● Aim of the exercise
Reproduce exactly the line containing "Can you see the necktie?" and every line after it, through the last line of the records below; add nothing.

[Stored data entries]
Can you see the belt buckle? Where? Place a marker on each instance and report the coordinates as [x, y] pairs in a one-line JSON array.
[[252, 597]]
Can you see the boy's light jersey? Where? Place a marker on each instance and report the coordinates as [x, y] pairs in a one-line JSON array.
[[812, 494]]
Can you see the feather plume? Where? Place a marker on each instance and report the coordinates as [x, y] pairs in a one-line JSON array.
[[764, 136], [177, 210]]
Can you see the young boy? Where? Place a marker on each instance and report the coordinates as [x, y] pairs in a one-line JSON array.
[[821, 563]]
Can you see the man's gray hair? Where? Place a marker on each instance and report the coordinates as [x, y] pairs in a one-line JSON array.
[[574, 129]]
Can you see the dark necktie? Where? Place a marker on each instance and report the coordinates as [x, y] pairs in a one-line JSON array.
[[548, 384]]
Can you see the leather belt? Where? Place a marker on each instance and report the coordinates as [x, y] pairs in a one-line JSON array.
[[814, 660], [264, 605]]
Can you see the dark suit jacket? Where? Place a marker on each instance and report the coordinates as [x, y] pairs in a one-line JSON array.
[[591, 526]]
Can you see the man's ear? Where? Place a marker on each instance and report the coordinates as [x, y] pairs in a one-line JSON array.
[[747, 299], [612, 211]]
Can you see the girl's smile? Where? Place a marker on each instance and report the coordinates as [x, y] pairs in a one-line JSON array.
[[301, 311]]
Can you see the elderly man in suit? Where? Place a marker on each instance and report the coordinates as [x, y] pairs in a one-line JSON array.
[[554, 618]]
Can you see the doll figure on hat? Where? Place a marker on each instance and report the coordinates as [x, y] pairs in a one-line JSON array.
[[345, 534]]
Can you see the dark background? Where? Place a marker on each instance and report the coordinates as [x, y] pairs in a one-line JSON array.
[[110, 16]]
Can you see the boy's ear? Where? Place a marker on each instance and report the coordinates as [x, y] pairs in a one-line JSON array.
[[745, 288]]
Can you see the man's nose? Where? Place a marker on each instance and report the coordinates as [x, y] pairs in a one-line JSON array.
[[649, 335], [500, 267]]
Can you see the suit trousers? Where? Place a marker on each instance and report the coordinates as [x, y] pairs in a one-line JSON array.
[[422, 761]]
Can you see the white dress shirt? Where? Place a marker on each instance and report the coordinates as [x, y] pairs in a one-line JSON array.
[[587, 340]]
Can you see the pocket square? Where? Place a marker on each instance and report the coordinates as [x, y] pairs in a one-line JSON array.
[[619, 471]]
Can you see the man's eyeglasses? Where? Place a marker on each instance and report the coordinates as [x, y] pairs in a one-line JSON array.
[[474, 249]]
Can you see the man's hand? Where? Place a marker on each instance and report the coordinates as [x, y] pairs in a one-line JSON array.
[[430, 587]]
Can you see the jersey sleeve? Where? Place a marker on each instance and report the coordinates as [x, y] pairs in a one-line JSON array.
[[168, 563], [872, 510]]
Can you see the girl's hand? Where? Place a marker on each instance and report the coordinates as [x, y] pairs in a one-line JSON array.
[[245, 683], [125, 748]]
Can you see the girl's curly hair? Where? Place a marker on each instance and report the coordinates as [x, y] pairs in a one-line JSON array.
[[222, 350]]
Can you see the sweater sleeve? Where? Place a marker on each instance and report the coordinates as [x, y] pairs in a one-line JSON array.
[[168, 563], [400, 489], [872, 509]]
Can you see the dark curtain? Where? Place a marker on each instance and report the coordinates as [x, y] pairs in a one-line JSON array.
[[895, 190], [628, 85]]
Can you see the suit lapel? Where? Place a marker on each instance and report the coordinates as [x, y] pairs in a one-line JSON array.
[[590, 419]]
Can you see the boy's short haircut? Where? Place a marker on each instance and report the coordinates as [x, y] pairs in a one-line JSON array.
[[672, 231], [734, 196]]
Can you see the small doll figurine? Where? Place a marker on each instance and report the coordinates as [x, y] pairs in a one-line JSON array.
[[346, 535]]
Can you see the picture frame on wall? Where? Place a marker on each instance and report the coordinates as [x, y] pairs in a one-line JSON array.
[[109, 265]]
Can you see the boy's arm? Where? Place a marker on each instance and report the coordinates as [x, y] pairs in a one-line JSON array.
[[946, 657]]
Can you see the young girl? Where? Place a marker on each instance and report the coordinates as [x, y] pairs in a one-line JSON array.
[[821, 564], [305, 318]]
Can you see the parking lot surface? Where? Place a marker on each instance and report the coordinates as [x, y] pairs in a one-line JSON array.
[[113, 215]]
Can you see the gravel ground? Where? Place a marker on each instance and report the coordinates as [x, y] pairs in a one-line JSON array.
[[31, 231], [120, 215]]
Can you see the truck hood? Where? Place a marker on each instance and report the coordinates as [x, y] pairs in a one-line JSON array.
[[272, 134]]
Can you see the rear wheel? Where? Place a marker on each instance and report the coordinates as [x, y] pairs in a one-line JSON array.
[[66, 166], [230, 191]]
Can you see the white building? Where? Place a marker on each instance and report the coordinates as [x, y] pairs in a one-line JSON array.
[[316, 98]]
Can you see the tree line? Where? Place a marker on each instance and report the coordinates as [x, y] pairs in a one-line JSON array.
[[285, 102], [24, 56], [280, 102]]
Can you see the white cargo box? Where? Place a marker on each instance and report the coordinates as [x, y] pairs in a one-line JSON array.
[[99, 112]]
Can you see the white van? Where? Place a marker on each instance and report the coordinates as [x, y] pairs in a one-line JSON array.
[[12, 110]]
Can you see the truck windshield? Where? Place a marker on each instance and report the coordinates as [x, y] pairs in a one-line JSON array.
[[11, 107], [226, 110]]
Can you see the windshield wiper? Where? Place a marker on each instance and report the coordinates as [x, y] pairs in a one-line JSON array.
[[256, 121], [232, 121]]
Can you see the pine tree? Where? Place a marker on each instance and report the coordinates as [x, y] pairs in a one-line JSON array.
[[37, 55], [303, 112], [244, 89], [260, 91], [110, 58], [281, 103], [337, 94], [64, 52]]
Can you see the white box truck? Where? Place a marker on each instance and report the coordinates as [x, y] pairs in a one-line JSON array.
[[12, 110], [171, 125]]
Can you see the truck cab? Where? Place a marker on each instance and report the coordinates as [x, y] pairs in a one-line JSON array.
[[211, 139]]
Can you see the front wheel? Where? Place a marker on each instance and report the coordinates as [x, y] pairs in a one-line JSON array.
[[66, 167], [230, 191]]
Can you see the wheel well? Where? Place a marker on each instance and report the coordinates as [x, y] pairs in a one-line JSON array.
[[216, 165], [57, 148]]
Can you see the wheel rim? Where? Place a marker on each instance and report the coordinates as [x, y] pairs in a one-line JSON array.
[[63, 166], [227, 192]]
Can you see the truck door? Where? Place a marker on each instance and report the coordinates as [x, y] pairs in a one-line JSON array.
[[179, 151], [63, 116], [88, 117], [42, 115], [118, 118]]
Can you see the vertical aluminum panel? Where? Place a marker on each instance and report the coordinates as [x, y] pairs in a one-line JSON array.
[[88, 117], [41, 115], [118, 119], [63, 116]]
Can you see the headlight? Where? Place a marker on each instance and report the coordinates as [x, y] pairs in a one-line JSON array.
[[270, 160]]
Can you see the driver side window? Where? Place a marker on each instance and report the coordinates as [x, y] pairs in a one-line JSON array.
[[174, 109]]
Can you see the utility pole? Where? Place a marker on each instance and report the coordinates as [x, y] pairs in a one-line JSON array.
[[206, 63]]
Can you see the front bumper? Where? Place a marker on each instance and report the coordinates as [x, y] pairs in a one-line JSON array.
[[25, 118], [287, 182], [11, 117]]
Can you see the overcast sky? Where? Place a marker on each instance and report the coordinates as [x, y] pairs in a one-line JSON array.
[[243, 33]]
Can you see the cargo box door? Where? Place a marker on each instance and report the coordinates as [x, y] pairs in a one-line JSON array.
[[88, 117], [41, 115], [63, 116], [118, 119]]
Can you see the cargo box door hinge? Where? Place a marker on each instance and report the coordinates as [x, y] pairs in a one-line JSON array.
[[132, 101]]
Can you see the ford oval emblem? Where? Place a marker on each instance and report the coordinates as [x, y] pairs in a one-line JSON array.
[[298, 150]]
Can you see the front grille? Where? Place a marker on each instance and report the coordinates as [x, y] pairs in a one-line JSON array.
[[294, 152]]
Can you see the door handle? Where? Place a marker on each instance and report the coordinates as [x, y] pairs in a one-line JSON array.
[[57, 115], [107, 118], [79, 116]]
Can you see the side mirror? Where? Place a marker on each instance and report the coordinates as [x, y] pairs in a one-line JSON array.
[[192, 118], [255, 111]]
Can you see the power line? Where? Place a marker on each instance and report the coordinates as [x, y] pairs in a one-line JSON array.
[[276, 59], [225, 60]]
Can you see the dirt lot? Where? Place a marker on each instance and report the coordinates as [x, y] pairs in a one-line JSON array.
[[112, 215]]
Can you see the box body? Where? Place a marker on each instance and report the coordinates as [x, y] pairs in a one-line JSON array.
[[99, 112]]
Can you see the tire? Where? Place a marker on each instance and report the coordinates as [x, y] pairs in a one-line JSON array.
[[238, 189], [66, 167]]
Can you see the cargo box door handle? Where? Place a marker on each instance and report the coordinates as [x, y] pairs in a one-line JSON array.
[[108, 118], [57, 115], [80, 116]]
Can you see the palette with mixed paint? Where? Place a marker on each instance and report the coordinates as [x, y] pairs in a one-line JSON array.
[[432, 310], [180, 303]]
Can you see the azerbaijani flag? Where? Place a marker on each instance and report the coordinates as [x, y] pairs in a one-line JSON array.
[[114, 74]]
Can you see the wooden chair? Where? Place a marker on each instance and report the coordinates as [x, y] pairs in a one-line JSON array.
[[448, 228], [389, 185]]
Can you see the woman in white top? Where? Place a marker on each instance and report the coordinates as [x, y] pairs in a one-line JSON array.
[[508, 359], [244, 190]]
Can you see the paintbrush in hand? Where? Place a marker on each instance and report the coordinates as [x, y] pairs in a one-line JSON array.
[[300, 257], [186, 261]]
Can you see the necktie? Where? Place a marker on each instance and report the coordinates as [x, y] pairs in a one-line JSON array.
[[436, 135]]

● Output for this exercise
Can you see the necktie? Where? Place a marker on each instance and report the coordinates as [x, y] pairs in a one-line JSON array.
[[436, 135]]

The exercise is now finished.